▶ _Quoted text_:
━━━━━━━━━━━━━━━━━━━━━━━━━━━━━━

The `ok` output in the committed regression test represents the fixed behavior: malformed percent escapes no longer reach `conv_from_hex()`, and the connection path completes successfully.

^ permalink  raw  reply  [nested|flat] 6+ messages in thread

* Re: [postgresql-interfaces/psqlodbc] PR #175: Validate percent escapes before decoding connection-string values
@ 2026-04-23 11:07  "davecramer (@davecramer)" <[email protected]>
  4 siblings, 0 replies; 6+ messages in thread

From: davecramer (@davecramer) @ 2026-04-23 11:07 UTC (permalink / raw)
  To: postgresql-interfaces/psqlodbc <[email protected]>

1. `conv_from_hex()` itself is still fragile — the validation is only in decode(), but             
  conv_from_hex() is a separate function that could be called from elsewhere in the future without   
  the guard. Consider adding a defensive check inside conv_from_hex() itself, or at minimum adding a 
  comment that callers must validate input first. This isn't a blocker for this PR, but worth noting.

━━━━━━━━━━━━━━━━━━━━━━━━━━━━━━

▶ _What to do_:
Answer these questions about the pull request thread above.
(a) According to the thread, what behavior does the `ok` output in the committed regression test represent?
(b) In which function is the validation currently placed, according to the review comment?
(c) What two measures does the reviewer suggest for `conv_from_hex()`?

▶ _Source excerpt_:
━━━━━━━━━━━━━━━━━━━━━━━━━━━━━━

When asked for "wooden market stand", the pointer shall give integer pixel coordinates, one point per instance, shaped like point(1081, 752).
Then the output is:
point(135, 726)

━━━━━━━━━━━━━━━━━━━━━━━━━━━━━━

▶ _Exercise answer_:
(a) It represents the fixed behavior: malformed percent escapes no longer reach `conv_from_hex()`, and the connection path completes successfully.
(b) The validation is only in decode().
(c) The reviewer suggests adding a defensive check inside `conv_from_hex()` itself or, at minimum, adding a comment that callers must validate input first.